====== Records to use
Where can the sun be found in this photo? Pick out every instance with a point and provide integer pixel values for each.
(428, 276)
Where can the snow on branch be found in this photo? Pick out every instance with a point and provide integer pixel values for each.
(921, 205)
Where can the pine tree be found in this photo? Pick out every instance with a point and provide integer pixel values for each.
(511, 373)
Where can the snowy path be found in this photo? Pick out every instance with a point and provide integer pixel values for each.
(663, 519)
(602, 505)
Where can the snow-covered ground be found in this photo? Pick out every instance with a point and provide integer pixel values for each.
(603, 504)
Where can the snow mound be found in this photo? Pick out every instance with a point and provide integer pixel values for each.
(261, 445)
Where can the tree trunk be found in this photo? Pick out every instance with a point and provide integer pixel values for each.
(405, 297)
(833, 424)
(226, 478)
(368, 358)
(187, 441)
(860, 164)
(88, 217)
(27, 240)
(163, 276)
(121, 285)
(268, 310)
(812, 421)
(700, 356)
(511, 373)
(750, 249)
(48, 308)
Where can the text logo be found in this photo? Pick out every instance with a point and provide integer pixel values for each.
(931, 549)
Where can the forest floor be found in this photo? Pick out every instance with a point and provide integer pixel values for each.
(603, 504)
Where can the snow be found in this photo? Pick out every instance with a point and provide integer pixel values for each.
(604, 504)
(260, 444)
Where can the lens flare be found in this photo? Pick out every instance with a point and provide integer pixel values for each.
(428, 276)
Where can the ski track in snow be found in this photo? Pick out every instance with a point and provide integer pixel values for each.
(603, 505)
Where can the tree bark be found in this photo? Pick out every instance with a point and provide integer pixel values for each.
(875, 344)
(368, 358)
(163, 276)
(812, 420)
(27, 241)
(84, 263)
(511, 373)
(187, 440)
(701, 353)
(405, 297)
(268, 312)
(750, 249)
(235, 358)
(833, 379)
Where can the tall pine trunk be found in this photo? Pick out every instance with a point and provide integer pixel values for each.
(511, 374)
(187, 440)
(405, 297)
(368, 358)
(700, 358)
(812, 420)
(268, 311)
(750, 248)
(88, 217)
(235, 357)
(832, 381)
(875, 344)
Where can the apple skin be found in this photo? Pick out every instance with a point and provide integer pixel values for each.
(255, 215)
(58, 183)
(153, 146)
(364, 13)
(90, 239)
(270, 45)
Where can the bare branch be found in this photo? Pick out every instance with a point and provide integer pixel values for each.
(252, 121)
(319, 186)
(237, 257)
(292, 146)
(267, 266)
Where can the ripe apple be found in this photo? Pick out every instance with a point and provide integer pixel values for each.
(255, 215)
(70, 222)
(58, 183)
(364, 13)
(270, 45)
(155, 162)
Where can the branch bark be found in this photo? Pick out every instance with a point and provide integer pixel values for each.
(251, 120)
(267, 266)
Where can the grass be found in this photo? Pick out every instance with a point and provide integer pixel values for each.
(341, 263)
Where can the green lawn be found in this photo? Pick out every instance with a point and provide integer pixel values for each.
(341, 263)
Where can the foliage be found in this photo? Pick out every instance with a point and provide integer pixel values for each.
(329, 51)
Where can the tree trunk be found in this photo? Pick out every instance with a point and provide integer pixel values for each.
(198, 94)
============
▶ [Task goal]:
Your task is to print the whole listing again exactly.

▶ [Exercise solution]:
Where can the sun be found in this photo? Pick out every instance with a point and provide integer pixel values for each.
(428, 276)
Where can the snow on branch be found in this photo? Pick out every instance with a point and provide integer pixel values for each.
(921, 205)
Where can the pine tree be found in this photo? Pick out every instance with a point and provide integer pixel values for each.
(511, 373)
Where can the snowy path be found in this photo? Pick out every instance with a point and provide integer pixel values for each.
(663, 519)
(602, 505)
Where can the snow-covered ground be found in this photo? Pick out every instance with a point and provide integer pixel values for each.
(603, 504)
Where can the snow mound be found in this photo? Pick out every instance with a point and provide integer pixel values for each.
(261, 445)
Where can the tree trunk be found in this photo? Pick out every instance with a point and provide integer pixel values for each.
(405, 297)
(833, 424)
(226, 478)
(368, 358)
(187, 441)
(860, 164)
(88, 217)
(27, 240)
(163, 276)
(121, 285)
(268, 310)
(812, 421)
(700, 356)
(511, 373)
(750, 249)
(48, 308)
Where can the text logo be found in this photo? Pick out every instance with a point and provide integer pixel values for each.
(931, 549)
Where can the forest floor be found in this photo? Pick out every instance with a point and provide integer pixel values for each.
(603, 504)
Where can the snow be found in this photo? Pick out every instance with a point and provide integer pixel values for each.
(604, 504)
(260, 444)
Where can the lens flare be found in this photo? Pick out every instance with a point and provide integer pixel values for each.
(428, 276)
Where can the ski track in snow be found in this photo? Pick out every instance with a point and provide integer pixel values for each.
(603, 505)
Where can the tree bark be found in this photo? Pick out every instance with a point and provide integer pixel values for each.
(875, 344)
(368, 358)
(163, 276)
(812, 420)
(27, 241)
(84, 263)
(511, 373)
(187, 440)
(701, 353)
(405, 297)
(268, 312)
(750, 249)
(235, 358)
(833, 379)
Where can the tall pine trunk be found in this photo? Pick out every instance with a point and provide integer pixel values for each.
(511, 374)
(187, 440)
(405, 297)
(368, 358)
(700, 358)
(812, 420)
(268, 311)
(750, 248)
(88, 217)
(235, 357)
(832, 381)
(875, 344)
Where can the apple skin be found in this photo? Pick out every instance with a point and provide integer pixel values for each.
(255, 215)
(58, 183)
(153, 146)
(364, 13)
(90, 239)
(270, 45)
Where can the bare branch be found in this photo? Pick out every instance with a point and provide integer pixel values for each.
(252, 121)
(319, 186)
(237, 257)
(292, 146)
(267, 266)
Where can the ripe apple be found in this photo? Pick out every instance with a point and provide integer pixel values for each.
(255, 215)
(70, 222)
(58, 183)
(364, 13)
(270, 45)
(155, 162)
Where can the branch bark be found in this photo? Pick out every instance with a point and provide integer pixel values for each.
(251, 120)
(267, 266)
Where can the grass be found in this photo? Pick out every instance with a point and provide integer pixel values for each.
(341, 263)
Where can the green lawn be found in this photo? Pick out every instance with a point and provide integer pixel values for each.
(341, 263)
Where can the foliage be found in this photo? Pick out every instance with a point and provide integer pixel values for each.
(329, 51)
Where can the tree trunk be found in this photo? Pick out every instance with a point and provide integer pixel values for each.
(198, 94)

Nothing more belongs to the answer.